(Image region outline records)
* * *

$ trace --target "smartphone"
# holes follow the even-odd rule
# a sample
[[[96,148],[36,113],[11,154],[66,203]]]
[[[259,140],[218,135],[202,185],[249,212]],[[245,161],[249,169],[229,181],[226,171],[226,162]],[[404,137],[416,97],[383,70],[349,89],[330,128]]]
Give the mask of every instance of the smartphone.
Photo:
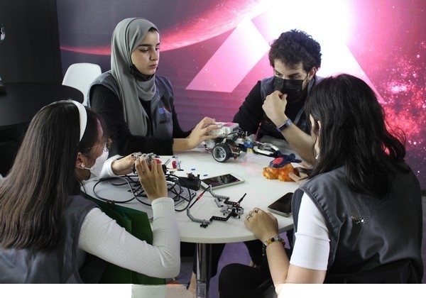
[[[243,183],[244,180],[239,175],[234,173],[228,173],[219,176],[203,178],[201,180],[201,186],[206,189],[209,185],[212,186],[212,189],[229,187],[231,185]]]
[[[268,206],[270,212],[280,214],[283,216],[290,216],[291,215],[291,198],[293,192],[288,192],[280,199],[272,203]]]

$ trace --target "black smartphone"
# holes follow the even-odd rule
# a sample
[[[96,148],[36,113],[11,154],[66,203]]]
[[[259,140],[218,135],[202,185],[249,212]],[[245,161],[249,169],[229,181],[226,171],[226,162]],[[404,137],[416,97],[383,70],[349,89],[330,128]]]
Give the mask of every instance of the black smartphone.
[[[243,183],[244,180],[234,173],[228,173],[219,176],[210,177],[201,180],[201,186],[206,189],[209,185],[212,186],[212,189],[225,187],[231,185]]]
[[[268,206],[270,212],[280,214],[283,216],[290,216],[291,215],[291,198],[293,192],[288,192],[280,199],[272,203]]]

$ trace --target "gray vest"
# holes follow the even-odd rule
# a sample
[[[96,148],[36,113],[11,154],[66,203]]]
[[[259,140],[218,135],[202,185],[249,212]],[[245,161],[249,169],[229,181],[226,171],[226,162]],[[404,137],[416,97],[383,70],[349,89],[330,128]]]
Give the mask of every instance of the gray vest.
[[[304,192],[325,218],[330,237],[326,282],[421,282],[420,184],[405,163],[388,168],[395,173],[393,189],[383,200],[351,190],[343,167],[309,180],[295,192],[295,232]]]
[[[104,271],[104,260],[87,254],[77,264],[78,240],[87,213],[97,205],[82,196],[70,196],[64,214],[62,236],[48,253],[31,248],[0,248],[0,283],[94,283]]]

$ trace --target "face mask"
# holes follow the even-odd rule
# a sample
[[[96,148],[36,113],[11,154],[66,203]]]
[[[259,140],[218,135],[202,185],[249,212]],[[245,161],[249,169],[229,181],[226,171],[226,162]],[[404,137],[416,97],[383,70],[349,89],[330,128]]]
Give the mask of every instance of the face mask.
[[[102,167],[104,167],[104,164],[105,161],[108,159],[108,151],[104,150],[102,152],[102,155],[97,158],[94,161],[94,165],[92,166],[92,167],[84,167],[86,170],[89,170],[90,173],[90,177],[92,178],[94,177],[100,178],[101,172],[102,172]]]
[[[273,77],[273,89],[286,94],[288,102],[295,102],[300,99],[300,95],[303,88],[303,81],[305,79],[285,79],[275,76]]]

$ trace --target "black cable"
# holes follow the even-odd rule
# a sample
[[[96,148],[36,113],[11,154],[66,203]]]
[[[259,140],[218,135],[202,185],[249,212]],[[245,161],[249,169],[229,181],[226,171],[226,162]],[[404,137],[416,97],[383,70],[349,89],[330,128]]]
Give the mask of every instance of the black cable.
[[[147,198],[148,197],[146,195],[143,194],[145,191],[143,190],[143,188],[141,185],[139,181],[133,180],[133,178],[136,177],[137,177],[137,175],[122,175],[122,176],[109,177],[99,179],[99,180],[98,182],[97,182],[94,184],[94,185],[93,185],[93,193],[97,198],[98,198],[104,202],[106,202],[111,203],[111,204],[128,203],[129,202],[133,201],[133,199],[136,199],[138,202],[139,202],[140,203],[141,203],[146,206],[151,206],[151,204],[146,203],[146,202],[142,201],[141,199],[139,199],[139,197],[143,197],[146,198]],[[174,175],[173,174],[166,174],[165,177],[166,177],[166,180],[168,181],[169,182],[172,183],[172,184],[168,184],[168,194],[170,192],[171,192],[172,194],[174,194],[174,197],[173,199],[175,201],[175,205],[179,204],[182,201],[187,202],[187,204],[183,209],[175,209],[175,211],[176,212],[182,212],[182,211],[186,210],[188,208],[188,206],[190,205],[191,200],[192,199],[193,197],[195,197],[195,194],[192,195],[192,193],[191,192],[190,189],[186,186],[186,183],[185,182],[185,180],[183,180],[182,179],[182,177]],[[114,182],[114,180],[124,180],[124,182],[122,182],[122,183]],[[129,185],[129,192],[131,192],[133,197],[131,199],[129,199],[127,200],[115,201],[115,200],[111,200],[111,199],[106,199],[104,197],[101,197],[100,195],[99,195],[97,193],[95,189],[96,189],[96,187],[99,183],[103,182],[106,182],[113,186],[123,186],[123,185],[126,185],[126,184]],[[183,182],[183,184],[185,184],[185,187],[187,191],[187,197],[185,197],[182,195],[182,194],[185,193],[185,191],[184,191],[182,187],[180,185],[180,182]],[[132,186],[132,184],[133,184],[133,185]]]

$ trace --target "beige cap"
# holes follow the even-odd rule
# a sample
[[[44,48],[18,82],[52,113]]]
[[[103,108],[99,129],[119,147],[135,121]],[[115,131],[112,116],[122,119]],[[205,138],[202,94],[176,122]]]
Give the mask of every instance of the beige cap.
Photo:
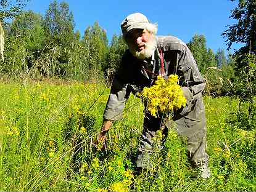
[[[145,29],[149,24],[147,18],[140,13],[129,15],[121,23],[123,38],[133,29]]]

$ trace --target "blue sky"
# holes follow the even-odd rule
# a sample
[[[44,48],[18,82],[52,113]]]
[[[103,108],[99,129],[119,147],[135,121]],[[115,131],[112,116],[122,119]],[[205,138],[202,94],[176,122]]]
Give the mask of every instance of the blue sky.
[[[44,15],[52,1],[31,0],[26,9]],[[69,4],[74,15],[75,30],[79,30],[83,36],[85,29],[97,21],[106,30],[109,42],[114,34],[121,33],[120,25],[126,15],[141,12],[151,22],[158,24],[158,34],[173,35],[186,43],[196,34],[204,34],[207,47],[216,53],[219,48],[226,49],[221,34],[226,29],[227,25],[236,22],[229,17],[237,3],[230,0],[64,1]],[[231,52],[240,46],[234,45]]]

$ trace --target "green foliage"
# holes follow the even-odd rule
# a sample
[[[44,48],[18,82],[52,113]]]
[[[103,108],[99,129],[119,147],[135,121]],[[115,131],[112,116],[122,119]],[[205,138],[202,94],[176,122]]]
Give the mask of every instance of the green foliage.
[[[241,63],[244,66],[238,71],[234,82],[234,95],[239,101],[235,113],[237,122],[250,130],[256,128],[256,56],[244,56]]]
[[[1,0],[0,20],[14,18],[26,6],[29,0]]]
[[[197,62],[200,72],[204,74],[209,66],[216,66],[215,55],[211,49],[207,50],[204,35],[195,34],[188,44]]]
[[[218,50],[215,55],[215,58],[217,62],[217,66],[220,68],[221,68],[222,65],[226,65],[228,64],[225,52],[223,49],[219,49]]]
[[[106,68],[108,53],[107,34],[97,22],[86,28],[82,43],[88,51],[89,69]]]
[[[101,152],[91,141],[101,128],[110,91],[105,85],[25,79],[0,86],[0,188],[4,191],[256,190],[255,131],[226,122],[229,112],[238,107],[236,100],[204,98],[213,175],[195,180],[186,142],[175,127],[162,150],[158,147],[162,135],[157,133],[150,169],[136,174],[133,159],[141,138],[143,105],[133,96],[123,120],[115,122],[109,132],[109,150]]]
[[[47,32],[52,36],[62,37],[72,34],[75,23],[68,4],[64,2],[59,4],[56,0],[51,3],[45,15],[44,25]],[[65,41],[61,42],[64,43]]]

* * *

## PROBLEM DETAILS:
How many lines of the listing above contain the word "Give"? Reply with the number only.

## COMPLETED EXERCISE:
8